**What is needed:** Find each line in the material below that contains the string "capped" with the same capitalization, and copy every one of those lines.

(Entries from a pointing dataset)
────────────────────────────────────────
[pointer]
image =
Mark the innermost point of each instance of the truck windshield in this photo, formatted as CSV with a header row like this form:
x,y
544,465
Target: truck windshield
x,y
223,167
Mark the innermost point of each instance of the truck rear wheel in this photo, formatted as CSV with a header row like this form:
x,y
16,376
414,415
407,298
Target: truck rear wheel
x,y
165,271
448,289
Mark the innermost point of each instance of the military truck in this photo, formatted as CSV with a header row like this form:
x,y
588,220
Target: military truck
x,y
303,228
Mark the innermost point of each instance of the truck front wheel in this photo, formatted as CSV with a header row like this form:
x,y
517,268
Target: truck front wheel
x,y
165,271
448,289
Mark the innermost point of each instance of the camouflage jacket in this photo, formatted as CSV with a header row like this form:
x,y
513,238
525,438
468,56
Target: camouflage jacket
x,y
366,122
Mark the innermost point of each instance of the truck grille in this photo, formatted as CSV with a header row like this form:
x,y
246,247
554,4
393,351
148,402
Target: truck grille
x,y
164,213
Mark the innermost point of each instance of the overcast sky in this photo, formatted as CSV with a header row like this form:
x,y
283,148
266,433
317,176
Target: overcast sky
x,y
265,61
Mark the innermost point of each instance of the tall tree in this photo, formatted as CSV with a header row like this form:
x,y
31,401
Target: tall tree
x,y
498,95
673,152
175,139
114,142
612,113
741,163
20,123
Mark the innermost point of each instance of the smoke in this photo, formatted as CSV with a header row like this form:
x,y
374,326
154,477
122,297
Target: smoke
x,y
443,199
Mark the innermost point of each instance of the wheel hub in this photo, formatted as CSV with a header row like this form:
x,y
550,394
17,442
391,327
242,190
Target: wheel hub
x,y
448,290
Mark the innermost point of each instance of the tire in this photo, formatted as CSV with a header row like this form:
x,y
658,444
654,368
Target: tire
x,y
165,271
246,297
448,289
────────────────────────────────────────
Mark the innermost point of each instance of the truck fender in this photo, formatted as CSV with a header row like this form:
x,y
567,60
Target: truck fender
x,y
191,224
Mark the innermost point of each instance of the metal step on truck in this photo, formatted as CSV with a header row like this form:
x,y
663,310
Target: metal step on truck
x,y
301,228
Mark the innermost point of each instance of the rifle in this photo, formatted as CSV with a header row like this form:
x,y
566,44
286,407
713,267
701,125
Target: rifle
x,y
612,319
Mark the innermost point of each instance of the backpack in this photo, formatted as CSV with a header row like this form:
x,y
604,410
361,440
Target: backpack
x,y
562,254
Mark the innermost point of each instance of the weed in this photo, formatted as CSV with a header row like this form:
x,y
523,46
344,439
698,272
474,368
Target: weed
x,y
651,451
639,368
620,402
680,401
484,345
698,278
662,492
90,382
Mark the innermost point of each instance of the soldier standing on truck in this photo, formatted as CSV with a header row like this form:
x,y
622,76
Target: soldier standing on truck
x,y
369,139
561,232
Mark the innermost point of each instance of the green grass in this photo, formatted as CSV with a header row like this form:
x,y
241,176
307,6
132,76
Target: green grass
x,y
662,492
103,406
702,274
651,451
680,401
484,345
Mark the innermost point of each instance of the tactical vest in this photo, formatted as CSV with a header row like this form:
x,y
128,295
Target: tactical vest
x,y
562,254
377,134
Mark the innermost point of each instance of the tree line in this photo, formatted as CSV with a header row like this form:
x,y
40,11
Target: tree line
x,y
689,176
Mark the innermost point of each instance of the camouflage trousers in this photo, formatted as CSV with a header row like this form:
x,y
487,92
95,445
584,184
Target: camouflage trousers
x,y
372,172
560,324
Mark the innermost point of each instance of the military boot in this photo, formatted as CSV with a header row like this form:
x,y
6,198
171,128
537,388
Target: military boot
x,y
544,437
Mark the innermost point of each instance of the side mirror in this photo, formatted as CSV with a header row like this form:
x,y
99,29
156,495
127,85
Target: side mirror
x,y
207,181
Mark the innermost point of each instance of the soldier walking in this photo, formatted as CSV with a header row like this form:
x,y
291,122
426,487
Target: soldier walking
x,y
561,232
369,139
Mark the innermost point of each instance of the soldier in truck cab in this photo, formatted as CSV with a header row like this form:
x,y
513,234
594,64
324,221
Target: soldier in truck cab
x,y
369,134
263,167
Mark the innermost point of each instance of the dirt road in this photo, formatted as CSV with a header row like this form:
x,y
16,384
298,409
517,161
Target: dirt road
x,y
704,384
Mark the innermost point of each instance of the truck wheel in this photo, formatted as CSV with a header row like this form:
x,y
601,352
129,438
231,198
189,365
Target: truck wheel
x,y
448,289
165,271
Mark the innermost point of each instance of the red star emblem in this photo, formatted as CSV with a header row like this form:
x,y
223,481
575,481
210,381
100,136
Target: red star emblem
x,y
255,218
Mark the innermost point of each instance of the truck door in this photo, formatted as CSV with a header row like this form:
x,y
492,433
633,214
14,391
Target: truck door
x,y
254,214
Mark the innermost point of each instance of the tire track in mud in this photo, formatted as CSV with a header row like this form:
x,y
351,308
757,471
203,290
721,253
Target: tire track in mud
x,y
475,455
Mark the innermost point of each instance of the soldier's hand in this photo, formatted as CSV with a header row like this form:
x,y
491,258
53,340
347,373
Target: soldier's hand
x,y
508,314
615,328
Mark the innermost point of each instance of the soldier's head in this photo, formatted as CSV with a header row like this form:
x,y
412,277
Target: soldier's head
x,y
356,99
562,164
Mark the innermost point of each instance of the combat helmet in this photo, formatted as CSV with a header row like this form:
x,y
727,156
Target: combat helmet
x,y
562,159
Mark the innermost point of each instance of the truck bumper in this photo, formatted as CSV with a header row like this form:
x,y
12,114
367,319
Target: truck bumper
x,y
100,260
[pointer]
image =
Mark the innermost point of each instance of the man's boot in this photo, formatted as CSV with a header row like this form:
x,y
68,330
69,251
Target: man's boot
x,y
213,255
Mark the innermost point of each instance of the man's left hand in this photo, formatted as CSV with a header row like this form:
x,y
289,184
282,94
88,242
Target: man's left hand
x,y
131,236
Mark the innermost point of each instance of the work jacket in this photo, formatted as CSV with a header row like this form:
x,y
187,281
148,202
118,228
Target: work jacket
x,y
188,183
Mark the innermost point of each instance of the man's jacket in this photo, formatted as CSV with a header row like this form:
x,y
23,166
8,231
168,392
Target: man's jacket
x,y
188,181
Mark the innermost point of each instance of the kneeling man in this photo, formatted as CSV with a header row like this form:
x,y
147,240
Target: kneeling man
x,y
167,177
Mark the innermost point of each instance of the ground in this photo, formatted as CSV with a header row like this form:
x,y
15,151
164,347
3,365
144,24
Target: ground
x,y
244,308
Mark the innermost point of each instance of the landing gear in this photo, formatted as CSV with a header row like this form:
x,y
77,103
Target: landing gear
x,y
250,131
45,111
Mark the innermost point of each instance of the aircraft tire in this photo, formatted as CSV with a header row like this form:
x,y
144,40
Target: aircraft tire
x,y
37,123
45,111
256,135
────────────────────────────────────────
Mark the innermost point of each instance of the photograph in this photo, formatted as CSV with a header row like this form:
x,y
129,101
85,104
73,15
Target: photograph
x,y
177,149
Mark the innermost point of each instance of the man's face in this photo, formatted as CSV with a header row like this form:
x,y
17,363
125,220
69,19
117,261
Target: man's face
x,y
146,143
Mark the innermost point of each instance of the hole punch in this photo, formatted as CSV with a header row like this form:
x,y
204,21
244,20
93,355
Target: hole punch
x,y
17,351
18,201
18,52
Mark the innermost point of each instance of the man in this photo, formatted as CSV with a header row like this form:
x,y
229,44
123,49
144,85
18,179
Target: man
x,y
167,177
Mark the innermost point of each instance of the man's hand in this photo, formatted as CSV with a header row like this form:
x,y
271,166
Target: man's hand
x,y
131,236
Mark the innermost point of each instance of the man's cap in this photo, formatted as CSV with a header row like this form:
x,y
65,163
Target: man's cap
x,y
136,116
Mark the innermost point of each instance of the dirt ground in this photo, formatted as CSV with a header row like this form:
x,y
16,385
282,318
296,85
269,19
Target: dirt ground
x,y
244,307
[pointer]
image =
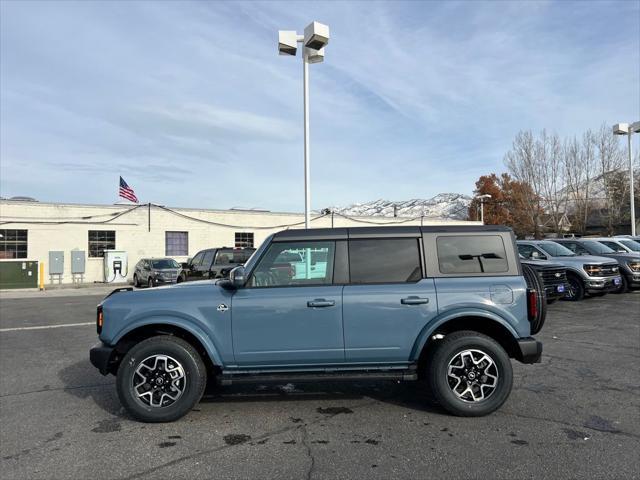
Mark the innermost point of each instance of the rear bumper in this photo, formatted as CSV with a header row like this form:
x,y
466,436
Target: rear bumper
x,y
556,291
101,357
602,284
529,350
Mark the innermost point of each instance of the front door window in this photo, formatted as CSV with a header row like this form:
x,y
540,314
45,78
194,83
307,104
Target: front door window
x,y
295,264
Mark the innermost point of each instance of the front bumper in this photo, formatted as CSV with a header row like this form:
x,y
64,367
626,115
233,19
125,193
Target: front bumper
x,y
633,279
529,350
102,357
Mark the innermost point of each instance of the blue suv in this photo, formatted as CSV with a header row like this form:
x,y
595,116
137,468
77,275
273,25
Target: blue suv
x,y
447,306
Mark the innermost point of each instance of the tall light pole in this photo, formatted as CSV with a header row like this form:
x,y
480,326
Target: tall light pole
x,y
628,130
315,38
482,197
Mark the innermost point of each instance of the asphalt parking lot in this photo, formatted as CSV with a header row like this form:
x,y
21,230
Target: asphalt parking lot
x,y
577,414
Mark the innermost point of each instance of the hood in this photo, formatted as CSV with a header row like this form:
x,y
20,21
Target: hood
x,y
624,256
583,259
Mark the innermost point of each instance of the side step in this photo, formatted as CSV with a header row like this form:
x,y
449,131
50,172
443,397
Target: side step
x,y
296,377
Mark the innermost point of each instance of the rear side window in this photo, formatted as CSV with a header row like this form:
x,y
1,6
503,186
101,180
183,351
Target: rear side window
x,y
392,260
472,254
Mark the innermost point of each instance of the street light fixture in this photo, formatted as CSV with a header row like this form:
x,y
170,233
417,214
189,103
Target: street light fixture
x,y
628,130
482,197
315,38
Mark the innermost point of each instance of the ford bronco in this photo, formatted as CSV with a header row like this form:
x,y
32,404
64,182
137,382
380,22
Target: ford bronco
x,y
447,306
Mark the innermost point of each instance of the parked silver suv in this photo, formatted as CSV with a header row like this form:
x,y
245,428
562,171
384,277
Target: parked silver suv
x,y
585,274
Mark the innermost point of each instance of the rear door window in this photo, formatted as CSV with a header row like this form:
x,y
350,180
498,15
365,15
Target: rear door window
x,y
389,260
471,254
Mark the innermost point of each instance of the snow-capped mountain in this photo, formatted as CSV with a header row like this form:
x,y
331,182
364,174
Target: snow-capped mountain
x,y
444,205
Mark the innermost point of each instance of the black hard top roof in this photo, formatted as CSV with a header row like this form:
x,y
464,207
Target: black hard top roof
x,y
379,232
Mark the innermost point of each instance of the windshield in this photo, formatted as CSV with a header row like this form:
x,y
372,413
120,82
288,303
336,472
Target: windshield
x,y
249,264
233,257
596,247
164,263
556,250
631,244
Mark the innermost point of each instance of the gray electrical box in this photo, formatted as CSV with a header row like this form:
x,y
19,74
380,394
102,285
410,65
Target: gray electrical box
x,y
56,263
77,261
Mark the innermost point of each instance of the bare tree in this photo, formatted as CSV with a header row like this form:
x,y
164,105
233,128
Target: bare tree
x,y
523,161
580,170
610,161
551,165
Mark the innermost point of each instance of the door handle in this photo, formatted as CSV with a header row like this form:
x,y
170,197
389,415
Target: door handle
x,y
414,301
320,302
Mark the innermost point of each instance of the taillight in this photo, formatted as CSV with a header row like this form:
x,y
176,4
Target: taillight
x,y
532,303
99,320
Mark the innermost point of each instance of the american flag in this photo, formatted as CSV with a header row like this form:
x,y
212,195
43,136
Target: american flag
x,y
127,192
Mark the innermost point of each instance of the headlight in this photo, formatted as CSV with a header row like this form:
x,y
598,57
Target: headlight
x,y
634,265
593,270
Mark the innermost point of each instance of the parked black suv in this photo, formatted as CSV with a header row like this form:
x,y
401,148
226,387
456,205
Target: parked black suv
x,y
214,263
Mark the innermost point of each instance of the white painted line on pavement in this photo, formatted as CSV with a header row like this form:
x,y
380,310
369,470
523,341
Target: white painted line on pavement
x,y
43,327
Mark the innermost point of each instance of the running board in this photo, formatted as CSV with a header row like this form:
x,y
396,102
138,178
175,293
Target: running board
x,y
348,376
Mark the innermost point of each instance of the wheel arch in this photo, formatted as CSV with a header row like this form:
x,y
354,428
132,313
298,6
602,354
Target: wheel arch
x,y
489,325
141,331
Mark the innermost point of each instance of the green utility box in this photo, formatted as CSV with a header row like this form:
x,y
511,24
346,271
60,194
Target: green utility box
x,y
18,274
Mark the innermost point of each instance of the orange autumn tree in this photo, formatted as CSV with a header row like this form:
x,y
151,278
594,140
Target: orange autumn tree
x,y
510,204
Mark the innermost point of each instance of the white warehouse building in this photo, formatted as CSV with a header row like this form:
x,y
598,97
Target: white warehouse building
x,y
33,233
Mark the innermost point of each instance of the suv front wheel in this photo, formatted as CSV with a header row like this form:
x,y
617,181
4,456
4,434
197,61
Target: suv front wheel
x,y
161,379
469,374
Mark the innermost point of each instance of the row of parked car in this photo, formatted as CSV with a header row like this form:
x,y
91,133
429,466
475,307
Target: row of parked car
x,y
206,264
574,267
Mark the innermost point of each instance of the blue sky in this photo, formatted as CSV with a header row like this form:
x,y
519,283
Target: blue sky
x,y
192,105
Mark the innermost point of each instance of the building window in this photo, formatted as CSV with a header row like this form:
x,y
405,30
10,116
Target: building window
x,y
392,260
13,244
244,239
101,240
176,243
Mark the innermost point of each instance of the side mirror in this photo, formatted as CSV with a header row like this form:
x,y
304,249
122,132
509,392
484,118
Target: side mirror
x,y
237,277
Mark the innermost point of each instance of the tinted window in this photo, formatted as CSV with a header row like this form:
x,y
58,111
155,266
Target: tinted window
────────────────────────────────────────
**Correct response:**
Mark the innermost point of each instance of the snow-capped mountain in this photo, formatted as CSV with a header row like this form:
Target: snow-capped mountain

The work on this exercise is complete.